[Recorded data]
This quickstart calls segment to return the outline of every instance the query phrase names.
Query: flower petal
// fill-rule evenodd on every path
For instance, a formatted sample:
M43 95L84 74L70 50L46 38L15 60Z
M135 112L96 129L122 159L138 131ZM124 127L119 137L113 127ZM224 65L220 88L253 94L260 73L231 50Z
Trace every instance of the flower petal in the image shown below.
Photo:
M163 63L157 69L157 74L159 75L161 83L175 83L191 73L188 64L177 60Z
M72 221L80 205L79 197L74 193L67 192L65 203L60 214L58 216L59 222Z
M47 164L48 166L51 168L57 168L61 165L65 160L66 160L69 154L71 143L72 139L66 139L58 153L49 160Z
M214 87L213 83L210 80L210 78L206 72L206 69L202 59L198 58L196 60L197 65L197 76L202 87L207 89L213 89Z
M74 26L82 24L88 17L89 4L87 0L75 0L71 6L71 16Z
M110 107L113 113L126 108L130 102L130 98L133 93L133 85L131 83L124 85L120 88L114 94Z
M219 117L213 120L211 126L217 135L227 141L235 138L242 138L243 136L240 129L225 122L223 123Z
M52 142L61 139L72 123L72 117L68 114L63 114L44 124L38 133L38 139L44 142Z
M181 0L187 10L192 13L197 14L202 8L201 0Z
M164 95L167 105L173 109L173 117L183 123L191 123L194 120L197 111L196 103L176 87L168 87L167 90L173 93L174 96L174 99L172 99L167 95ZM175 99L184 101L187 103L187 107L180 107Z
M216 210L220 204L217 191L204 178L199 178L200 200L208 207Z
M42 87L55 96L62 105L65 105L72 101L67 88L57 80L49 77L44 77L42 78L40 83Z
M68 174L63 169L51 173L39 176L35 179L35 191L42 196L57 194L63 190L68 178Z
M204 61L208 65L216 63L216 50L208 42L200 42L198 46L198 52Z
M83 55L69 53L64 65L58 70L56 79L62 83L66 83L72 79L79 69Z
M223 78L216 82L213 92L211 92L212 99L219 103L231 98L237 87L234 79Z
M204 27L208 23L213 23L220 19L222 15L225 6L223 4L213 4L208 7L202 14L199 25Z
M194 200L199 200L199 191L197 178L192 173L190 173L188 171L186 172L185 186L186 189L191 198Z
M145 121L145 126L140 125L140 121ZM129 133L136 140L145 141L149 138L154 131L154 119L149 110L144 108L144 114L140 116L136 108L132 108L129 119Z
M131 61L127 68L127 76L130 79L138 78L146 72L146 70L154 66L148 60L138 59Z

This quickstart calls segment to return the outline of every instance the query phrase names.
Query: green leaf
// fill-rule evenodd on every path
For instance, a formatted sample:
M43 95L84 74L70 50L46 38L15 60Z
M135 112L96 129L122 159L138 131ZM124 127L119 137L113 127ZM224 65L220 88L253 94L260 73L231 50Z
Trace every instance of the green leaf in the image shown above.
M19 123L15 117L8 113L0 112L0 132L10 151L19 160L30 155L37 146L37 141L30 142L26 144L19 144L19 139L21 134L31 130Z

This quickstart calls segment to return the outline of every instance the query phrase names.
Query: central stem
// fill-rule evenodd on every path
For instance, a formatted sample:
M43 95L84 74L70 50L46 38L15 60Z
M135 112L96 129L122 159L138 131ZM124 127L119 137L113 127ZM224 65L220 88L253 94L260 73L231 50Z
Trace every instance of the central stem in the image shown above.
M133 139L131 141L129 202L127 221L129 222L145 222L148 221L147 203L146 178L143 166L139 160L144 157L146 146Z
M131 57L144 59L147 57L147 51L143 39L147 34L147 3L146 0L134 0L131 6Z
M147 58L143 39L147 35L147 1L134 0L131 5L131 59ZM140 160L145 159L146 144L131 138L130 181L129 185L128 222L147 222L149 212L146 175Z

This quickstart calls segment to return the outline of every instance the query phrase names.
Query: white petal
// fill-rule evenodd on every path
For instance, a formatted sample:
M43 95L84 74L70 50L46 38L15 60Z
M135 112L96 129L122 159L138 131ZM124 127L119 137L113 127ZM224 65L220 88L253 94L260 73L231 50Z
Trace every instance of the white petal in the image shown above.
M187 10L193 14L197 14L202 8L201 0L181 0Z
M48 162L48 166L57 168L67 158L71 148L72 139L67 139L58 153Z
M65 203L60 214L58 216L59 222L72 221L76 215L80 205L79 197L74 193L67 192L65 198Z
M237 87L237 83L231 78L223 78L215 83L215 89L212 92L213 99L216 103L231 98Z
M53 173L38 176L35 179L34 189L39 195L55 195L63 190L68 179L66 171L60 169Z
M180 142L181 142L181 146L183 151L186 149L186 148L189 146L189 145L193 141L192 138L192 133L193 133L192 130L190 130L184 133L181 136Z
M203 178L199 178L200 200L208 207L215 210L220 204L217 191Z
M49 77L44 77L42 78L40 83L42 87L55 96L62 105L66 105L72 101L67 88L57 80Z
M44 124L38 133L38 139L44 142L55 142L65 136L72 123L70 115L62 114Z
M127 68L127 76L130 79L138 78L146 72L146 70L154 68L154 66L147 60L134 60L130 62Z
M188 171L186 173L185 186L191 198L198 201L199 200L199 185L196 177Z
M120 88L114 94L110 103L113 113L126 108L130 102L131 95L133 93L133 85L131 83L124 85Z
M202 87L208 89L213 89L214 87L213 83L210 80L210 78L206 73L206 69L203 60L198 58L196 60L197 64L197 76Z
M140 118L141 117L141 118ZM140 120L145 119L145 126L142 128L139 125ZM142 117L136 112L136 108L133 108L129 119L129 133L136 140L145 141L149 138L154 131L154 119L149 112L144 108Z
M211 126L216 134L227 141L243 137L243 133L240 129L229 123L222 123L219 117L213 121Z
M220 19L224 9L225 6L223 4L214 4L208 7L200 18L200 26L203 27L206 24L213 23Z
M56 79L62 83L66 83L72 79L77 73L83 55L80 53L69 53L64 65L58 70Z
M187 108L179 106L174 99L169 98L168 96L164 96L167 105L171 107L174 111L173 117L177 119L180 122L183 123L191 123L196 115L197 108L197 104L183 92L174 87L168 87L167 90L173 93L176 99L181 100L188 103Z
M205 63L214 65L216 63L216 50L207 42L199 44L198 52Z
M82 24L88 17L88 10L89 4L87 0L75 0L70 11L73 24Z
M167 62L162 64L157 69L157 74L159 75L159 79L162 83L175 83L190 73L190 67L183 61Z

### Your task
Retype the records above from their first line through the line containing "M47 164L48 166L51", including both of those lines, with every character kept the same.

### Task response
This quickstart calls segment to return the outline of every instance the query phrase names.
Query: flower petal
// fill-rule evenodd on every path
For instance, a formatted sample:
M43 95L84 74L70 50L46 38L15 60Z
M135 112L96 129L122 159L138 131ZM124 127L119 137L113 127ZM224 65L220 88L253 94L260 73L231 50Z
Trace every instance of the flower petal in the image shown below.
Photo:
M163 63L157 69L157 74L159 75L161 83L175 83L191 73L188 64L177 60Z
M72 221L80 205L79 197L74 193L67 192L65 203L60 214L58 216L59 222Z
M47 164L48 166L51 168L57 168L61 165L65 160L66 160L69 154L71 143L72 139L66 139L58 153L49 160Z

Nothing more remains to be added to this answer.